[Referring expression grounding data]
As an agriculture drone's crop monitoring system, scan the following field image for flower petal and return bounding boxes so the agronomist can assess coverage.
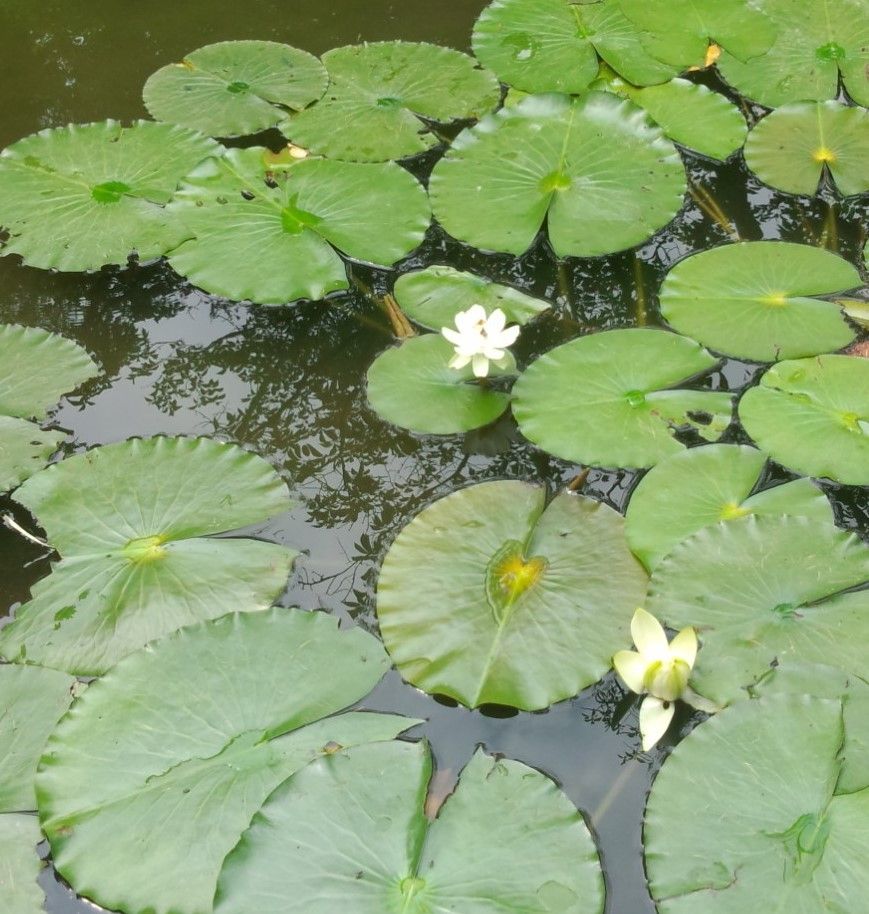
[482,345,506,361]
[472,353,490,378]
[495,324,521,348]
[669,626,698,668]
[449,353,471,369]
[466,304,487,327]
[639,696,675,751]
[613,650,648,695]
[631,608,670,660]
[682,687,720,715]
[441,327,464,346]
[485,308,507,334]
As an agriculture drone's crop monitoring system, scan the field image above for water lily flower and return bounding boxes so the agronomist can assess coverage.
[441,304,520,378]
[613,607,717,751]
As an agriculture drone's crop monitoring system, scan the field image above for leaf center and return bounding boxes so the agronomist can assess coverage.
[122,535,167,563]
[280,195,323,234]
[376,96,403,109]
[91,181,132,203]
[486,540,548,624]
[539,170,572,194]
[624,389,647,408]
[771,812,831,884]
[812,146,837,164]
[719,501,750,521]
[815,42,846,62]
[226,80,251,94]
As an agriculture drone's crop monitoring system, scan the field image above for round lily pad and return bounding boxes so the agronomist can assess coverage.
[430,91,686,258]
[143,40,328,138]
[646,515,869,706]
[366,335,515,435]
[0,417,65,494]
[739,355,869,485]
[167,147,430,304]
[659,242,861,361]
[0,436,295,674]
[513,329,733,469]
[216,741,605,914]
[0,814,44,914]
[377,480,648,709]
[744,101,869,197]
[37,609,414,914]
[282,42,500,162]
[646,694,869,914]
[626,444,833,571]
[0,120,220,271]
[717,0,869,108]
[393,266,551,332]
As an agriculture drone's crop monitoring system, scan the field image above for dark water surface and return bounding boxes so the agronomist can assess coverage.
[1,3,867,914]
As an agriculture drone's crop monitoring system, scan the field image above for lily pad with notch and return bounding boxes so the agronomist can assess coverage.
[281,42,500,162]
[513,328,733,469]
[0,436,296,675]
[377,480,648,709]
[143,40,328,138]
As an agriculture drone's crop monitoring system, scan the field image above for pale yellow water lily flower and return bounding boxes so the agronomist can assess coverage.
[614,607,717,751]
[441,304,520,378]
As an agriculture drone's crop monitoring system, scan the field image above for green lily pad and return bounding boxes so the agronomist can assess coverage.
[646,515,869,706]
[471,0,678,95]
[366,335,516,435]
[430,92,686,258]
[619,0,776,69]
[645,694,869,914]
[143,40,328,138]
[216,741,605,914]
[513,329,733,469]
[626,444,833,571]
[0,417,65,494]
[739,355,869,485]
[281,42,500,162]
[0,436,295,674]
[0,120,220,271]
[717,0,869,108]
[167,147,430,304]
[393,266,551,331]
[659,242,861,361]
[377,480,648,709]
[0,665,77,813]
[0,815,44,914]
[37,608,415,914]
[744,101,869,197]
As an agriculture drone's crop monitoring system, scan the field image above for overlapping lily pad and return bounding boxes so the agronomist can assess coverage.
[429,92,686,258]
[659,242,861,361]
[0,436,295,674]
[645,694,869,913]
[0,815,44,914]
[281,42,500,162]
[744,101,869,197]
[0,120,220,271]
[626,444,832,571]
[393,266,551,331]
[377,480,647,709]
[646,515,869,706]
[366,335,516,435]
[37,609,415,914]
[167,147,430,304]
[717,0,869,108]
[739,355,869,485]
[143,40,328,137]
[513,329,732,469]
[215,741,605,914]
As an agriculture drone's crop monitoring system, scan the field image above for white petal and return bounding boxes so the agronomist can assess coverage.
[494,324,521,348]
[485,308,507,334]
[466,304,488,327]
[613,650,648,695]
[682,687,720,715]
[441,327,464,346]
[669,626,698,668]
[454,308,476,334]
[472,354,490,378]
[482,345,506,361]
[449,353,471,369]
[631,608,670,660]
[639,696,675,751]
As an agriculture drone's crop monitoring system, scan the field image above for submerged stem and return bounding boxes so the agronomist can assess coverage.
[2,513,51,548]
[688,183,739,240]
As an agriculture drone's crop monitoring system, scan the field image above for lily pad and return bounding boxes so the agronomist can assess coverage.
[626,444,833,571]
[0,120,220,271]
[366,335,515,435]
[216,741,605,914]
[658,242,861,361]
[717,0,869,108]
[143,40,328,138]
[0,417,65,494]
[167,147,430,304]
[37,609,415,914]
[393,266,551,331]
[471,0,677,95]
[281,42,500,162]
[743,101,869,197]
[646,515,869,706]
[0,665,76,813]
[513,329,733,469]
[377,480,648,709]
[430,92,686,258]
[739,355,869,485]
[0,815,44,914]
[645,694,869,913]
[0,436,295,674]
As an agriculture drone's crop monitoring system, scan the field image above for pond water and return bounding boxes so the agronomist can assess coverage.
[1,3,867,914]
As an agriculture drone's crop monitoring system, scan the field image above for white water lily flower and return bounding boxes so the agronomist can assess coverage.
[441,304,520,378]
[613,608,717,752]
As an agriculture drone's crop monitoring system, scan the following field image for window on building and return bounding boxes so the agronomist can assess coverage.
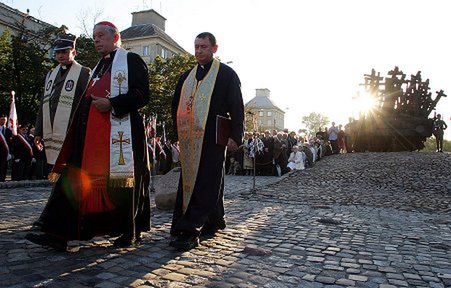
[268,120,272,126]
[267,111,272,117]
[143,46,149,56]
[161,48,167,58]
[259,111,264,117]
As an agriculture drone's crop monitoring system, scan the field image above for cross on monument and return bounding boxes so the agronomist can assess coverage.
[112,131,130,165]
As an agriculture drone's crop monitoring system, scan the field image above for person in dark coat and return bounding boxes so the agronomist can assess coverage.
[26,21,150,250]
[11,125,33,181]
[0,115,12,182]
[170,32,244,251]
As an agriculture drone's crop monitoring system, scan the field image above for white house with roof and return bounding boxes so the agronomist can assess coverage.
[245,88,285,131]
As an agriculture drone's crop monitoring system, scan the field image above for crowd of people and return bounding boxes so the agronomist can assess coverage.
[0,117,50,182]
[224,122,349,177]
[147,137,180,175]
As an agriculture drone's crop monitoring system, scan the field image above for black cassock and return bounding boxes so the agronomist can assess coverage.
[38,51,151,241]
[171,61,244,236]
[256,137,275,176]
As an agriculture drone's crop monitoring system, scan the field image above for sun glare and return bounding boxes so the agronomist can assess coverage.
[355,92,378,114]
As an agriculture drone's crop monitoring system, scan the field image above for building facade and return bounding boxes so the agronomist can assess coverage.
[0,3,55,37]
[121,9,186,63]
[245,88,285,132]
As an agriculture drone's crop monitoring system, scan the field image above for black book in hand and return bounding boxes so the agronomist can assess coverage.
[216,115,231,146]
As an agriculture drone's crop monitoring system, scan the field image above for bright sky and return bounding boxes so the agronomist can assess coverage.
[5,0,451,138]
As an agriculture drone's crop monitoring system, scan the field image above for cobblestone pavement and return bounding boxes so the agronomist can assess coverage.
[0,152,450,288]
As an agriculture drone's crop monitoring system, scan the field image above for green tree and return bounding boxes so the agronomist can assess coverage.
[143,53,196,141]
[301,112,330,135]
[0,26,61,126]
[0,31,13,117]
[75,35,98,69]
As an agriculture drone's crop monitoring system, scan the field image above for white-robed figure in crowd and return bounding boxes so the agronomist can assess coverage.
[287,145,306,171]
[309,139,317,163]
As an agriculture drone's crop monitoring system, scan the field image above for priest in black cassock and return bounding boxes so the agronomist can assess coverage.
[26,21,151,250]
[34,34,91,169]
[33,34,90,227]
[170,32,244,251]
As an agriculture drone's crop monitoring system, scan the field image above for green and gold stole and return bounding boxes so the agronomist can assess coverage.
[177,59,220,213]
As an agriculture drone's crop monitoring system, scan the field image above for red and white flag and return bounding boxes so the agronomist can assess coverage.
[156,138,167,158]
[8,91,18,136]
[146,115,157,139]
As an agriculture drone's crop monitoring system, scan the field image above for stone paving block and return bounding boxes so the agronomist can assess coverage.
[94,281,121,288]
[387,279,409,286]
[348,275,368,282]
[336,278,356,286]
[162,272,187,282]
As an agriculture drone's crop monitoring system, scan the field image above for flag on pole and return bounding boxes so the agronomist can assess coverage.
[146,115,157,139]
[8,91,18,136]
[162,121,166,143]
[155,137,167,158]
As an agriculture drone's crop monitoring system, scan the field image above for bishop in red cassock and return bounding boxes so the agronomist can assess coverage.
[26,21,151,250]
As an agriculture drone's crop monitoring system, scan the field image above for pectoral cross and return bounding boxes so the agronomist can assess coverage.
[92,76,100,86]
[112,131,130,165]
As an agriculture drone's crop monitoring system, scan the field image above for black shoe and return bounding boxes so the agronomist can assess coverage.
[32,220,43,228]
[200,227,218,240]
[113,234,140,247]
[25,233,67,251]
[169,234,199,251]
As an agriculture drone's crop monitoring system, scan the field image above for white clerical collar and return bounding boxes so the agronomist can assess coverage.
[61,65,67,69]
[104,48,119,59]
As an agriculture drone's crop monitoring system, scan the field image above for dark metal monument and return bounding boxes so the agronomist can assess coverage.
[349,67,446,152]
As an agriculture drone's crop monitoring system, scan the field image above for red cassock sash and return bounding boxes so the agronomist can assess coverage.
[52,73,115,215]
[79,72,114,214]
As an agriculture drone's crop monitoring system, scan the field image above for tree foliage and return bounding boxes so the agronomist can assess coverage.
[0,23,63,125]
[142,54,196,141]
[75,35,98,69]
[301,112,330,135]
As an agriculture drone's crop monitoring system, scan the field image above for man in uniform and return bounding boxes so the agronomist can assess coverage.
[26,21,151,250]
[11,125,33,181]
[170,32,244,250]
[0,115,12,182]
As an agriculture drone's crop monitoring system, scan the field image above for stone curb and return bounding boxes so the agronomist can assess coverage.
[0,180,52,189]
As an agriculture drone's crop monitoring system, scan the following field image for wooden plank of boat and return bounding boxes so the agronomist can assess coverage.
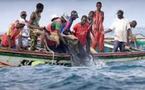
[1,48,145,58]
[0,48,70,59]
[94,51,145,62]
[0,48,72,67]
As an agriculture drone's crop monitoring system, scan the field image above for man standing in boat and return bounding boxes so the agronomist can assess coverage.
[72,15,90,50]
[28,3,45,51]
[105,10,137,52]
[87,11,97,53]
[16,11,29,50]
[91,2,104,52]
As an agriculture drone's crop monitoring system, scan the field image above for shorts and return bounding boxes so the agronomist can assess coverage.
[16,37,29,47]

REQUIRED WORK: Return exactly the lines from the one containing "for man standing" through the last line of the records above, both included, and nothing else.

SOLUTION TO THIS PROBLEM:
As an agriculture drone's crop monitoring system, scan the field image above for man standing in boat and return bounding boxes so the agronomist can assess coverage.
[72,15,90,50]
[28,3,45,51]
[105,10,137,52]
[87,11,97,53]
[16,11,29,50]
[91,2,104,52]
As an agriculture drone's crop monitoring system, scan the field image above for shorts and return bounding boxes so the agronomist can assess coverage.
[16,37,29,47]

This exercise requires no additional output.